O QUE FAZER =>
Escreva a continuação da coluna sobre as esculturas de aço de Richard Serra, começando logo depois da última frase do texto.

BLOCO DE TEXTO =>
·····

Coluna do Fernando Henrique: Ser tenaz e maleável — Gama Revista
COLUNA

Fernando Henrique

Ser tenaz e maleável

Ações reais não serão possíveis enquanto não entendermos o processo de orientação e movimento por meio das experiências de cada um e formos capazes de respeitá-las

13 de Julho de 2020

Na buscar por redefinir meu consciente urbano, lembro-me da última visita a uma exposição. Em 25 de janeiro de 2020, junto a amigos, no Museu Dia Beacon. Era um dia de muita chuva. O espaço que fica mais ou menos a uma hora e 20 minutos de Nova York, de trem, reúne vasta coleção com obras produzidas, em sua maior parte, nas décadas de 1960 e 1970.

Ali, é possível ver algumas dezenas de trabalhos dos nomes mais respeitados da arte contemporânea. De Joseph Beuys a Andy Warhol, de Louise Bourgeois a Bruce Nauman, uma espécie de templo minimalista onde as possibilidades de se (re)construir são infinitas.

O subsolo é tomado pelas obras de um amor antigo: Richard Serra. O escultor norte-americano, que não busca ser útil ou adaptado ao espaço, apresenta trabalho monumental que interage com o público, deixando-o penetrar em seu universo.

Ferro é um metal. É um dos elementos mais abundantes do universo. Os últimos tempos me fizeram repensar a existência desse elemento, que se traduz como força, constrói e destrói. Provoca e inspira. A difusão da matéria, no início, era para a fabricação de ferramentas e armas. Este objeto, quando repensado, mudou a maneira de viver o mundo.

Pode ser maleável e tenaz ao mesmo tempo; versátil e sutil. Ele, o ferro, está por toda parte, inclusive no nosso sangue.

“Torqued Ellipse I” (1996), “Torqued Ellipses II” (1996) ou mesmo a “Double Torqued Ellipse” (1997) permitem ao visitante descobrir um mundo de força e espaço, e a discutir a maneira de enxergar o daqui para frente. As instalações são enormes chapas de aço contorcidas que claramente elaboram preocupação com a orientação e com o movimento, o que desestabiliza nossa experiência no ambiente enquanto tentamos comprender o volume escultural.

·····

DADOS FORNECIDOS =>
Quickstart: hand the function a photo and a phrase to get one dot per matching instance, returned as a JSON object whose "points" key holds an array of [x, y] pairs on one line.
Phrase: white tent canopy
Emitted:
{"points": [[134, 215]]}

·····

RESPOSTA DO EXERCÍCIO =>
Encarar o ‘novo normal’ é uma superfície completamente abstrata e distorcida para encontrar o que, de fato, faz sentido para você

Nossos últimos tempos estão marcados pela busca contínua de força. Se tornou algo de essência. Sobreviver. Passaram-se seis meses do novo coronavírus. Muitas mortes. Muitas infecções. Muitas insatisfações. Tudo está sendo reposicionado. Tudo está diferente de ontem. Diferença essa com a qual, em vários momentos, eu não sei lidar. Nós não sabemos lidar — me comprometo com a generalização do nós.

Do mais alto escalão do poder público à minha melhor amiga, buscamos um equilíbrio e/ou uma ideia de força para estar vivo. Encarar o que está determinado como “novo normal” é uma superfície completamente abstrata e distorcida para encontrar o que, de fato, faz sentido para você.

As obras de Serra, para mim, atualmente, consistem no entendimento de que nenhum contexto é neutro. Tudo carrega significados ideologicos. Isso pode surtir como uma filosofia de botequim, palavras sem sentido ou soltas para contextualizar um sentimento. A flexibilidade para transitar entre um pensar tenaz e um estar maleável me mostrou um caminho ardúo. Por quê? São muitas as sensações e, a maior para mim, é a falta de. A falta de Entender. A falta de Poder. A falta de Paciência. A falta de Cultura. A falta de Liberdade. A falta de Força. A falta de Sexo. A falta de Resistir. A falta de… Minhas variadas faltas.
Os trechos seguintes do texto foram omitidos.